» **Written instruction**
Rewrite every line of the records below as a numbered list, leaving out the blank lines.
>> START Exercise input
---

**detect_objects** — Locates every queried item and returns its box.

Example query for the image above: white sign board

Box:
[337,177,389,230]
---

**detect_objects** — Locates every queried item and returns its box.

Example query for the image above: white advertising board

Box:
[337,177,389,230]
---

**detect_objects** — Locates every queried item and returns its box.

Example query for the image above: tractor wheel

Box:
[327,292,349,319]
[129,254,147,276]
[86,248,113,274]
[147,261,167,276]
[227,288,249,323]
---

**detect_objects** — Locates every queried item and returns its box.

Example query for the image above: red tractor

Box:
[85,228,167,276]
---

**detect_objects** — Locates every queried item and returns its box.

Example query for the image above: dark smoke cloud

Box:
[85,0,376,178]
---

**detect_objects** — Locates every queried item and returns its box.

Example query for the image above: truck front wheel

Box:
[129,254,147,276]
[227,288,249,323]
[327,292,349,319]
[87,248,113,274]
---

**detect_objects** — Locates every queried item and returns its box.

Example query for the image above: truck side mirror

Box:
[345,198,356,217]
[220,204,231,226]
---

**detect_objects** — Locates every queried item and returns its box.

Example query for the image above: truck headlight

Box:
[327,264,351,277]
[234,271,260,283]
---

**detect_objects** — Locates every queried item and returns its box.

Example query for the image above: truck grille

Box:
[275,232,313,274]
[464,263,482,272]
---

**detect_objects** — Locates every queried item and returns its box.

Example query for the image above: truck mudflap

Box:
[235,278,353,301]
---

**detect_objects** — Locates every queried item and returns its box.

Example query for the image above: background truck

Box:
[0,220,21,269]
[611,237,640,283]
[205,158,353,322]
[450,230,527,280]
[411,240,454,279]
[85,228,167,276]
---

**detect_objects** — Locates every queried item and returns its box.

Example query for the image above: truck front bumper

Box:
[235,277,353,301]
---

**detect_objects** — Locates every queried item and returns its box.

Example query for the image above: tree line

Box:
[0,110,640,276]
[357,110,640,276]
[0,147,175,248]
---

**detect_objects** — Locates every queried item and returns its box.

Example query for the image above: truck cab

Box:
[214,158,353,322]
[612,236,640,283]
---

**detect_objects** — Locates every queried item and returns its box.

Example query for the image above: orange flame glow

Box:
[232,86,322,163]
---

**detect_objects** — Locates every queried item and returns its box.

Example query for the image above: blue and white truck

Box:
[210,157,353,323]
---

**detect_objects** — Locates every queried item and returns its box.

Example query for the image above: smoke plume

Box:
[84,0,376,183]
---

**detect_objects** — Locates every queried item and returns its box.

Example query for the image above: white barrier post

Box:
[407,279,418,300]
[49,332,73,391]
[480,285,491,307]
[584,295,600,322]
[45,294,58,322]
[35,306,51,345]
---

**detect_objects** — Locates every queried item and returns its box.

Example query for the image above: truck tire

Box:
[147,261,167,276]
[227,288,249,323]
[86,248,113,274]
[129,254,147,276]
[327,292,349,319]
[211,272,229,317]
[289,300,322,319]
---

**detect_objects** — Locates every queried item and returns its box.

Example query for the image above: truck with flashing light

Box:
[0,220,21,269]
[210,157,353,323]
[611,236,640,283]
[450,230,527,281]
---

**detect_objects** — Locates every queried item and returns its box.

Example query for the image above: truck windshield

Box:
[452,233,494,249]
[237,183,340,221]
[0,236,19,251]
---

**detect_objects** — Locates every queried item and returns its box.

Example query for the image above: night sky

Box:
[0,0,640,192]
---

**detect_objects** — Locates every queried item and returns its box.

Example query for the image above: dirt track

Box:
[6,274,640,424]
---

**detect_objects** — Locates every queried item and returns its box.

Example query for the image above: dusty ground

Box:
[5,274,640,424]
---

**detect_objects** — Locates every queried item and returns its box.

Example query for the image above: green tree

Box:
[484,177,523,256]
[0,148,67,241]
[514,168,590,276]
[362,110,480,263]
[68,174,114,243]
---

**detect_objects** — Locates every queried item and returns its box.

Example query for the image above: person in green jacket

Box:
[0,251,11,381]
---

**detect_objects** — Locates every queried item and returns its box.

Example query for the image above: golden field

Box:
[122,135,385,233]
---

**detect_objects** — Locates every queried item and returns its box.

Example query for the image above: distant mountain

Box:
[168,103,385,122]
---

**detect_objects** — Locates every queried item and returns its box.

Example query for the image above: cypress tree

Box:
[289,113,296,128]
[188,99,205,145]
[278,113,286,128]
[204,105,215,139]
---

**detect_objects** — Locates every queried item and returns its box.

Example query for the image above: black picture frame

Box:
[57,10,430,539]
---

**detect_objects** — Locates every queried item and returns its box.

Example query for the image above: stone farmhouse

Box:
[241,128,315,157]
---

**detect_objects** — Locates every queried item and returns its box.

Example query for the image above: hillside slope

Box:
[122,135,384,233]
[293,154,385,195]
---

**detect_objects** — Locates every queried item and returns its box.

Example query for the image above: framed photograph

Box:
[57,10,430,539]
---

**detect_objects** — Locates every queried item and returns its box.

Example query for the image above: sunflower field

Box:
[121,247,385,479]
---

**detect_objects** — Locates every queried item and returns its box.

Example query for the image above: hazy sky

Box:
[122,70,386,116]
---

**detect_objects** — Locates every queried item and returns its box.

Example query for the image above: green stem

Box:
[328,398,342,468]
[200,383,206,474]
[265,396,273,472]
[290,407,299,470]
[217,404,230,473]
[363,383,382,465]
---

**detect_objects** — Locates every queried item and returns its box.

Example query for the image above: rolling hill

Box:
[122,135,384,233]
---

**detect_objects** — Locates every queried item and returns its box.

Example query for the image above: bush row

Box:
>> END Exercise input
» **Full response**
1. ---
2. **detect_objects** — Locates every queried item and returns its box.
3. Example query for the image above: white sign board
4. Box:
5. [337,177,389,230]
6. ---
7. **detect_objects** — Locates every queried item and returns its box.
8. Example query for the image above: white advertising board
9. Box:
10. [337,177,389,230]
11. ---
12. **detect_objects** — Locates every queried item and returns its box.
13. Example query for the image above: tractor wheel
14. Box:
15. [327,292,349,319]
16. [129,254,147,276]
17. [86,248,113,274]
18. [147,261,167,276]
19. [227,288,249,323]
20. ---
21. **detect_objects** — Locates every queried item and returns its box.
22. Example query for the image above: red tractor
23. Box:
24. [85,228,167,276]
25. ---
26. **detect_objects** — Locates every queried item and returns its box.
27. Example query for the image above: dark smoke cloud
28. Box:
29. [85,0,376,178]
30. ---
31. **detect_objects** — Locates every queried item and returns its box.
32. Example query for the image above: truck front wheel
33. Box:
34. [129,254,147,276]
35. [227,288,249,323]
36. [327,292,349,319]
37. [87,248,113,274]
38. ---
39. **detect_objects** — Locates every queried item and returns its box.
40. Example query for the image above: truck side mirror
41. Box:
42. [345,198,356,217]
43. [220,204,231,226]
44. ---
45. **detect_objects** — Locates every queried item and returns its box.
46. Example query for the image above: truck headlight
47. Box:
48. [327,264,351,277]
49. [234,271,260,283]
50. ---
51. **detect_objects** — Locates every queried item and returns its box.
52. Example query for the image above: truck grille
53. Box:
54. [275,232,313,274]
55. [464,263,482,272]
56. ---
57. **detect_objects** — Locates every queried item and returns its box.
58. Example query for the image above: truck mudflap
59. Box:
60. [235,278,353,301]
61. ---
62. **detect_objects** — Locates every queried item and returns its box.
63. Example query for the image above: background truck
64. Box:
65. [0,220,21,269]
66. [611,237,640,283]
67. [205,158,353,322]
68. [450,230,527,280]
69. [411,240,454,279]
70. [85,228,167,276]
71. ---
72. **detect_objects** — Locates every queried item and returns its box.
73. Example query for the image above: truck front bumper
74. Box:
75. [235,277,353,301]
76. ---
77. **detect_objects** — Locates every queried item and returns its box.
78. Example query for the image above: tree line
79. Box:
80. [0,110,640,276]
81. [357,110,640,276]
82. [0,147,175,248]
83. ---
84. **detect_objects** — Locates every queried item and returns its box.
85. Example query for the image above: truck cab
86. Box:
87. [214,158,353,322]
88. [612,236,640,283]
89. ---
90. **detect_objects** — Locates every queried item and returns its box.
91. Example query for the image above: orange flame glow
92. Box:
93. [232,86,322,163]
94. ---
95. **detect_objects** — Locates every queried item and returns its box.
96. Example query for the image above: blue and white truck
97. Box:
98. [210,157,353,323]
99. ---
100. **detect_objects** — Locates every queried item and returns its box.
101. Example query for the image above: smoke plume
102. Box:
103. [84,0,376,183]
104. ---
105. **detect_objects** — Locates every queried item and returns its box.
106. Example query for the image above: white barrier post
107. Box:
108. [407,279,418,300]
109. [49,332,73,391]
110. [480,285,491,307]
111. [584,295,600,322]
112. [45,294,58,322]
113. [35,306,51,345]
114. ---
115. **detect_objects** — Locates every queried item and returns its box.
116. Example query for the image above: truck tire
117. Box:
118. [147,261,167,276]
119. [227,288,249,323]
120. [86,248,113,274]
121. [129,254,147,276]
122. [327,292,349,319]
123. [211,272,229,317]
124. [289,300,322,319]
125. ---
126. **detect_objects** — Locates every queried item and returns its box.
127. Example query for the image above: truck with flashing light
128. Box:
129. [0,220,21,269]
130. [210,157,353,323]
131. [611,236,640,283]
132. [450,230,527,281]
133. ---
134. **detect_objects** — Locates every queried item and returns its box.
135. Example query for the image above: truck windshield
136. Box:
137. [452,233,494,249]
138. [237,183,340,221]
139. [0,236,19,251]
140. ---
141. **detect_objects** — Locates every queried item and returns its box.
142. Example query for the image above: night sky
143. Box:
144. [0,0,640,192]
145. ---
146. **detect_objects** — Locates every queried item and returns its box.
147. Example query for the image above: dirt track
148. Box:
149. [6,274,640,424]
150. ---
151. **detect_objects** — Locates every queried item and returns its box.
152. Example query for the image above: dusty ground
153. Box:
154. [5,274,640,424]
155. ---
156. **detect_objects** — Locates every queried item and returns its box.
157. Example query for the image above: green tree
158. Box:
159. [484,177,523,256]
160. [0,148,67,241]
161. [514,168,590,276]
162. [362,110,480,263]
163. [68,174,114,243]
164. ---
165. **detect_objects** — Locates every queried item and returns its box.
166. Example query for the image above: person in green jacket
167. Box:
168. [0,251,11,381]
169. ---
170. **detect_objects** — Locates every queried item and returns its box.
171. Example query for the image above: golden field
172. Box:
173. [122,135,385,233]
174. ---
175. **detect_objects** — Locates every queried item and returns its box.
176. Example query for the image above: distant mountain
177. Box:
178. [168,103,385,122]
179. ---
180. **detect_objects** — Locates every queried item and returns its box.
181. Example query for the image above: cypress tree
182. Box:
183. [289,113,296,128]
184. [188,99,205,145]
185. [278,113,286,128]
186. [204,105,215,139]
187. ---
188. **detect_objects** — Locates every queried item and returns its box.
189. Example query for the image above: black picture frame
190. Box:
191. [57,10,430,539]
192. ---
193. **detect_objects** — Locates every queried item and returns its box.
194. Example query for the image above: stone farmhouse
195. Box:
196. [241,128,315,157]
197. ---
198. **detect_objects** — Locates every queried item and returns its box.
199. Example query for the image above: hillside slope
200. Box:
201. [122,135,384,233]
202. [293,154,385,195]
203. ---
204. **detect_objects** — Locates every queried item and returns its box.
205. Example query for the image above: framed photograph
206. Box:
207. [57,10,430,539]
208. ---
209. **detect_objects** — Locates every queried item and returns its box.
210. Example query for the image above: sunflower field
211. Box:
212. [121,247,385,479]
213. ---
214. **detect_objects** — Locates every queried item and returns its box.
215. Example query for the image above: hazy sky
216. Box:
217. [122,70,386,116]
218. ---
219. **detect_objects** — Locates every queried item and returns its box.
220. Example query for the image above: green stem
221. Box:
222. [328,398,342,468]
223. [200,383,206,474]
224. [265,396,273,472]
225. [290,407,299,470]
226. [217,404,230,473]
227. [363,383,382,465]
228. ---
229. **detect_objects** — Locates every queried item and returns its box.
230. Example query for the image above: rolling hill
231. Box:
232. [122,135,384,233]
233. ---
234. **detect_objects** — Locates every queried item and returns its box.
235. Example query for the image above: bush row
236. Box:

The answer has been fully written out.